Referring expression pointing data
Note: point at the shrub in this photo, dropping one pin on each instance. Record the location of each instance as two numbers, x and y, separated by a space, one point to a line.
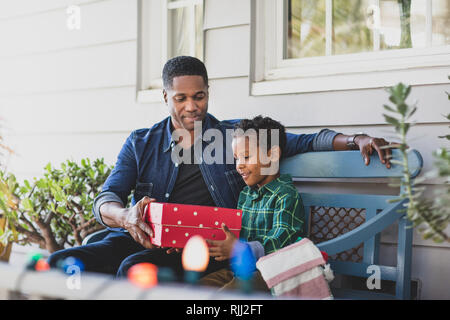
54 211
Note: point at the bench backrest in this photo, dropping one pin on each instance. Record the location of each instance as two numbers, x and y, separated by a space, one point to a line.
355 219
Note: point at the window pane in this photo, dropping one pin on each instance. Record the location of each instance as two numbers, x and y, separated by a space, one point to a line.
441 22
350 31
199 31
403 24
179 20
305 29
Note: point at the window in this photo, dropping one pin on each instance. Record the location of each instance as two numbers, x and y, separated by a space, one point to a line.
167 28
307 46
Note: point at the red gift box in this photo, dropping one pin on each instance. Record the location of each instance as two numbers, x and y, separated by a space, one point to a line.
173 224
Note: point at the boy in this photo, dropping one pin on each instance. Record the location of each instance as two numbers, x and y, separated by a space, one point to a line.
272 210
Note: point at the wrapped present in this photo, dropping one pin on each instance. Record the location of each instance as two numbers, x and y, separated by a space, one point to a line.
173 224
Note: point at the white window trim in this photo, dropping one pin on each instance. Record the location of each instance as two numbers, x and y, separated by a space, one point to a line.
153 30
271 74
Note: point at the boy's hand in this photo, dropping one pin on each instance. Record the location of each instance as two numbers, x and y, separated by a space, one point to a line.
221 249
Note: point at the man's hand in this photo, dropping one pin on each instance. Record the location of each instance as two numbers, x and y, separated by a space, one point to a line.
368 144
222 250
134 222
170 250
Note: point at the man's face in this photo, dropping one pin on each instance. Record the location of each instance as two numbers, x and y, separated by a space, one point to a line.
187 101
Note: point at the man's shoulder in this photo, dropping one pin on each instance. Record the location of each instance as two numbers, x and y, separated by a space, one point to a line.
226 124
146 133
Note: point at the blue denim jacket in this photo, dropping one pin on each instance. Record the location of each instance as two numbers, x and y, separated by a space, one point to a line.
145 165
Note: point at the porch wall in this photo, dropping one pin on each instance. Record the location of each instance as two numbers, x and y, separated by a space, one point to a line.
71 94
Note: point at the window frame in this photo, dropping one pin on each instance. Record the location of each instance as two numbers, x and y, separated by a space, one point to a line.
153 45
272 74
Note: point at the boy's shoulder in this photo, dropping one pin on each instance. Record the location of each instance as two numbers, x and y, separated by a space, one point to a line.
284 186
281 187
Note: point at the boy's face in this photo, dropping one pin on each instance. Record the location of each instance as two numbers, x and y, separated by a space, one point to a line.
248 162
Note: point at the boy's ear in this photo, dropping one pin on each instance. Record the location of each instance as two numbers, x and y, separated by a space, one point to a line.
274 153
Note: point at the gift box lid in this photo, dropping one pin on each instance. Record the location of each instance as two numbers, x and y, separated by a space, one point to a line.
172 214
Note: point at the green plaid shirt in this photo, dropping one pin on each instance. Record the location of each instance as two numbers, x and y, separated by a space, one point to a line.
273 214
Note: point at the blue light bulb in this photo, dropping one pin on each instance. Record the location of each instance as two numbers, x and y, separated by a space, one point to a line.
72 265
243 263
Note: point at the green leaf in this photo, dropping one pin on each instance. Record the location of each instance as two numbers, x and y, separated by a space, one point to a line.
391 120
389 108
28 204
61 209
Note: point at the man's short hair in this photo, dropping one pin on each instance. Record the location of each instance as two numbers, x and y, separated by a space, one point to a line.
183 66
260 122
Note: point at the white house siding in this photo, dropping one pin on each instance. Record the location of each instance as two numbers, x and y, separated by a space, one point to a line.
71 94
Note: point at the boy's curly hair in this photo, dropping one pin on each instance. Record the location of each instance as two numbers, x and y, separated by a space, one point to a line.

▸ **WORK INSTRUCTION**: Restate the records above in full, word for word. Keep pictures out.

▸ **RESULT FOR THIS TASK**:
Note: point at the shrub in this photo, dropping one pin on each instance. Record the location of each instance as two numbers, x and y, separated by a space, one point to a line.
54 211
Note: point at the bench backrest in this photo, dropping one pin on each instance. Record the location of each instance as two numbers, x and y, separated by a space, one point to a line.
355 219
Note: point at the window pane in this photo, dropping one pin on each instance. Record the location of each instance as two numbers, x and y, separated by a space, one point to a line.
441 22
350 31
199 31
403 24
179 20
305 29
Note: point at the window in this photo, dropping one pin on each instance. Record the location of each instance as two numbers, x and y, separated by a space, one point to a line.
167 28
307 46
Note: point at the red gift box in this photo, dropping one pin on each instance. Record the location of each instance as two numbers, x and y, separated by a space, one point to a line.
173 224
Note: point at the boy in this photo, dropping one pin on each instance. Record the location of each instance as two numbers, x and y, separated by a space, one point to a line.
272 210
Note: point at the wrapped present in this photo, dropping one pin on each instance. Record the location of each instance as two numbers, x and y, separated by a space, one point to a line.
173 224
Note: point at the white window trim in this photo, dropping one pin on each instance. Record the location of each instance as two numbers, x and y, separated by a space, one point to a line.
153 30
271 74
Note: point at the boy's hand in this photo, dropping one pin on each instance. Record the location of each instance as two numbers, x and y, separated by a space, one point to a line.
221 249
Note: point at the man's hand in this photo, dropping one pin on each instance. Record the location of each instance as two numbers, x and y, separated by a space, one point to a line.
368 144
222 250
134 222
170 250
Note: point at the man's face in this photo, dropping one pin on each instance. Record the location of each instance as two numbers, x and y, separated by a space, one point to a line.
187 101
Note: point at the man's shoulder in this photo, dropping one pin on each instance. Record the location of each instance as two numbers, x and y, separated by a space, one point to a line.
226 124
146 133
Note: point at the blue denim jacket in this photo, dropping one pin on each instance. Record the location of each instance as two numbers, x and y, separated by a space, one point to a line.
145 165
Note: point at the porch wall in this photo, dropping one pin on each instance. Record the location of each instance as two numbers, x and y, separated by a space, one point to a line.
71 94
Note: point at the window frame in this photo, dropping one pin on each instance. Record the location of each instance as two numbers, x and y, separated by a space, one point to a line.
153 45
272 74
Note: point at the boy's shoulder in this photo, dropping one pin on each instance. Record the location of each instance as two numbers, x and y, separated by a space, one point to a line.
284 186
281 187
Note: point at the boy's face in this photo, dropping one pin on each instance. Record the location of each instance as two numbers, x and y, separated by a space, one point to a line.
248 162
Note: point at the boy's ear in this photo, dropping one pin on each instance. Record the location of each instance as two numbers, x and y, separated by a space, one point to a line.
274 153
Note: point at the gift box lid in this photo, dropping one pin on each instance. Record the location of each instance as two numbers, x and y, separated by a space, one point to a line.
172 214
Note: point at the green plaid shirt in this photo, dropping one pin on each instance. Record the location of each instance as two numbers, x and y, separated by a space, one point to a line.
273 214
Note: point at the blue light bulb in this photo, dropping one pin on each instance. Record the location of each instance as two numbers, x and y, separated by a space, one point to a line.
72 265
243 263
Note: point at the green leaf in this photo, dropping one pin on each instance. Record the location of each instance as two numbers, x and y, separated by a space, one point to a line.
391 120
389 108
28 204
61 209
Note: point at the man's short hair in this photo, dropping one pin on each instance. Record the location of each instance as two numbers, x and y, separated by a space, one point to a line.
183 66
260 122
Note: point at the white house siding in this photo, dropping one pin on each instance. Record the location of each instance as two numbers, x and y, separated by a space, one point to a line.
71 94
Note: point at the boy's curly hair in this photo, dropping one pin on each instance. Record the location of each instance as two numbers, x and y, separated by a space, one point to a line.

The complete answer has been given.